* **PAGE TEXT**:
——
Is there anything I really need to be careful of?

Are there any parts that should be replaced while I have the tranny out of the car? ie. Flex plates etc?

Does anyone know of any website that has information and help with replacing this model transmission?

Are there any tools that I MUST have to get this job completed?

Any idea on how long it should take two people to get this done?

Thanks again

You will need a 19 mm flex/swivel socket for the top couple bolts that secure the tranny to the block, you will need about 3' of extensions to reach from behind the tranny tail piece to the front of the tranny where the bolts are. An impact gun is very good to have but it can be done with a breaker bar'ratchet it's just hard to keep the socket on the bolts and torque the breaker bar/ratchet at the same time.
If you don't have a shop with a lift and a tall tranny jack you will need either a tranny jack from Harbor Freight or at least an adapter that fits onto a floor jack. The trany is heavy and unwieldy, when removing and reinstalling you want to minimize it hanging on its input shaft.

There is a rubber O-ring seal on the tranny dipstick tube that you should have new when you install the tranny.
Drain the tranny and the torque converter, 5 mm Allen head drain plug bolts, both use a copper crush seal washer so get new washers.

Two 19 mm banjo bolts for the tranny fluid cooler lines, two large diameter aluminum crush washers are used to seal those to the tranny.
——
* **SUPPLIED INFORMATION**:
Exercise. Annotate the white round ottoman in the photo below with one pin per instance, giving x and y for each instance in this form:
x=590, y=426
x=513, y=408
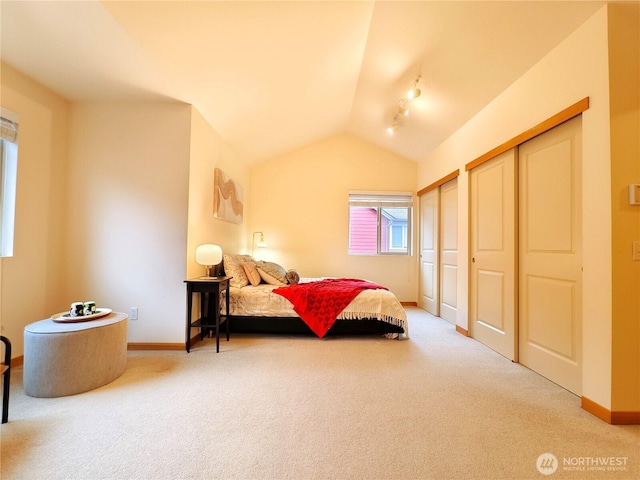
——
* **DIRECTIONS FOR THIS TASK**: Can you rewrite the stretch of the transmission post from "Are there any parts" through "this model transmission?", swapping "tranny" for "transmission"?

* **WRITTEN ANSWER**:
Are there any parts that should be replaced while I have the transmission out of the car? ie. Flex plates etc?

Does anyone know of any website that has information and help with replacing this model transmission?